## [EXCERPTED RECORDS]
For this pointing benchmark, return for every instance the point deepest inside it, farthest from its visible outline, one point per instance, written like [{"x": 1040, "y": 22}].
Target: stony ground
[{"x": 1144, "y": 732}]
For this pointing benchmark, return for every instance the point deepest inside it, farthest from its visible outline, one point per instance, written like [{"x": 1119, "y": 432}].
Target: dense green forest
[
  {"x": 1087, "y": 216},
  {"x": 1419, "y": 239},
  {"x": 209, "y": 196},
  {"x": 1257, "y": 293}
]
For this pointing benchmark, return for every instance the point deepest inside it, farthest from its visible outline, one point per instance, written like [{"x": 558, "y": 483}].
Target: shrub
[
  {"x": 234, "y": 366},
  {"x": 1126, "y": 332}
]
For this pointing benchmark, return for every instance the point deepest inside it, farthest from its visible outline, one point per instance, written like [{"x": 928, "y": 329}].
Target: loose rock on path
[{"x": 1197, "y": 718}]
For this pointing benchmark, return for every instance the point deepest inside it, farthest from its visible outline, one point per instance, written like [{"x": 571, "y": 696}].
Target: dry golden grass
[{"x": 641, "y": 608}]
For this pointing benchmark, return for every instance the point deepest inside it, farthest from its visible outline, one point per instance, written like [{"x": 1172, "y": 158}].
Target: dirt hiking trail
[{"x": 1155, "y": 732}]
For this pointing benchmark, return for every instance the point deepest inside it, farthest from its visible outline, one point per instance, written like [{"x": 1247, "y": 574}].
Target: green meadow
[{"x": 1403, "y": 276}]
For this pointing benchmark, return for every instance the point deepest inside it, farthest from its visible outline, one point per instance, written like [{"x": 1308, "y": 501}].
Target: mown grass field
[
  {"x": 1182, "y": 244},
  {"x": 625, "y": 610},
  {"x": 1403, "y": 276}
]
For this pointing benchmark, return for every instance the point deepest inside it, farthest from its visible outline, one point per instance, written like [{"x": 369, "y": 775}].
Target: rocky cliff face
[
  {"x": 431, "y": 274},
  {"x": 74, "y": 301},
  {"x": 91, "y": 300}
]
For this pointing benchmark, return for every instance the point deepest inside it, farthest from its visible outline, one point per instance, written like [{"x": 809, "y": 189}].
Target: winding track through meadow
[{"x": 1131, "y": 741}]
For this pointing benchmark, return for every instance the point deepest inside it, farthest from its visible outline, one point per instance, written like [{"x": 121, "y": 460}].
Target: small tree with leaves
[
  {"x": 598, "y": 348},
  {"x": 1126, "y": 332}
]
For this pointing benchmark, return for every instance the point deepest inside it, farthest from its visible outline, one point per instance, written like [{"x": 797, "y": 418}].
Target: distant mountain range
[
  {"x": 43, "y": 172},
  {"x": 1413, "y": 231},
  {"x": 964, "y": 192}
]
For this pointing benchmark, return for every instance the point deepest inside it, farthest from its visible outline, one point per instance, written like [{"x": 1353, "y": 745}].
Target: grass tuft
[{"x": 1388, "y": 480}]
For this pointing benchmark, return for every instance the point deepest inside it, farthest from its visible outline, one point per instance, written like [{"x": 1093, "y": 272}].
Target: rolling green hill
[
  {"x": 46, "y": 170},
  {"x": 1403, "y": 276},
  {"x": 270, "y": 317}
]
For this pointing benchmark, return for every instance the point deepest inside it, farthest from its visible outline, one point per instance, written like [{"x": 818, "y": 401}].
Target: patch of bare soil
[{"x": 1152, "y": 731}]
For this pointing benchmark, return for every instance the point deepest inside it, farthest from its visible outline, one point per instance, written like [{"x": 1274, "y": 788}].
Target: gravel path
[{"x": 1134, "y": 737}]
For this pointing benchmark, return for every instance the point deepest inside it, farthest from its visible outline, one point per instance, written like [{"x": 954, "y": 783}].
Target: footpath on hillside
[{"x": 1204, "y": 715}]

## [SET EXERCISE]
Copy out every line of the records above that contains the word "green".

## [SOLUTION TO THIS TASK]
Target: dense green forest
Target: green meadow
Target: rolling green hill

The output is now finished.